■ Extrait à lire ■

————————

Nous quittons tôt le lendemain matin nos nouveaux copains (les bénévoles et les autres animaux de tout poil) car une grosse journée nous attend : nous retournons ce soir sur la côte mais passons par le Parc National du Velebit et traversons une petite partie du massif du même nom. Journée quasiment 100% gravel donc et avec pas mal de dénivelé ! Nous grimpons durant de longues heures, sans voir personne d’autre que 3 bûcherons, à travers des paysages sauvages et des forêts de hêtres puis d’épicéas, et arrivons finalement jusqu’à un col d’où, d’après Romain, nous aurons une vue plongeante sur la mer…mais seuls un arbre tordu, une croix lugubre, une tache de neige et un vent mordant nous accueillent là-haut. Après la photo souvenir, nous enfourchons nos vélos lorsqu’une voiture (la 2ème de la journée), sortie de nulle part, nous klaxonne…C’est Yvan ! Parti chercher 2 bénévoles non-motorisés ce matin, il est sur le retour, en direction du sanctuaire…mais il reste pas mal de kilomètres de piste, ils ne sont pas arrivés ! Après cette rencontre aussi improbable qu’inattendue, nous reprenons la route. Il nous faudra pédaler quelques kilomètres supplémentaires avant de se retrouver face à la mer mais la surplombant de 1400m…waouh ! Ne reste plus qu’à se régaler dans la longue descente jusqu’à Prizna

Nous arrivons à Prizna, décoiffés, et avec mal aux mains, juste à l’heure pour le dernier bateau pour l‘île de Pag. Nous comptions faire le trajet le lendemain, mais nous ne voyons pas où poser notre tente ici. Nous optons donc pour le choix de la traversée ce soir, et pour un bivouac ou un camping, nombreux, sur l’île.

————————

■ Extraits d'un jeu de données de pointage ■

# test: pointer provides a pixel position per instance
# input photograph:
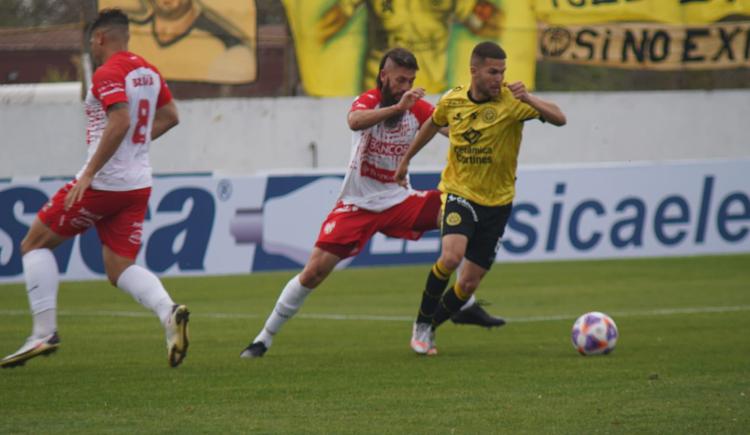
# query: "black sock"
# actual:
(437, 280)
(450, 303)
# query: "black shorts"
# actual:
(482, 225)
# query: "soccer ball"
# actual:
(594, 333)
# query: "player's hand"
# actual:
(76, 193)
(519, 91)
(400, 175)
(410, 98)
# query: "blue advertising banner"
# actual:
(203, 224)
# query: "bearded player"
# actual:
(384, 120)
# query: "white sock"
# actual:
(40, 273)
(469, 302)
(289, 302)
(146, 288)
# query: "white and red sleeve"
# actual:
(368, 100)
(108, 86)
(422, 110)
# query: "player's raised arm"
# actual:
(362, 119)
(426, 133)
(165, 118)
(118, 123)
(549, 110)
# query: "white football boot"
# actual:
(33, 347)
(422, 337)
(177, 335)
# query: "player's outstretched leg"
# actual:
(472, 313)
(148, 291)
(289, 302)
(177, 335)
(40, 273)
(422, 335)
(32, 348)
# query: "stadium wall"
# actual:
(43, 132)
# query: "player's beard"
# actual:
(388, 99)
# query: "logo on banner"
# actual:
(453, 219)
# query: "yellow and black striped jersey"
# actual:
(485, 139)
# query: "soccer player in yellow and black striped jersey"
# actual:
(485, 121)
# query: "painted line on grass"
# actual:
(366, 317)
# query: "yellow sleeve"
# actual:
(439, 116)
(524, 112)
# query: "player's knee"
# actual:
(450, 260)
(113, 277)
(312, 276)
(468, 286)
(29, 244)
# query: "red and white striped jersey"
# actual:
(376, 153)
(124, 78)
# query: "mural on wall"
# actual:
(647, 35)
(211, 41)
(339, 43)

————————

■ Consigne 1 ■
Dans le récit, qui klaxonne les cyclistes depuis une voiture juste après la photo souvenir au col ?
■ Consigne 2 ■
Transcrivez le passage du récit situé entre "Nous arrivons à" et "nombreux, sur l’île.", ces deux segments compris.
Ces données proviennent d'une source distincte du récit.

■ Réponse finale 1 ■
C'est Yvan.

■ Réponse finale 2 ■
Nous arrivons à Prizna, décoiffés, et avec mal aux mains, juste à l’heure pour le dernier bateau pour l‘île de Pag. Nous comptions faire le trajet le lendemain, mais nous ne voyons pas où poser notre tente ici. Nous optons donc pour le choix de la traversée ce soir, et pour un bivouac ou un camping, nombreux, sur l’île.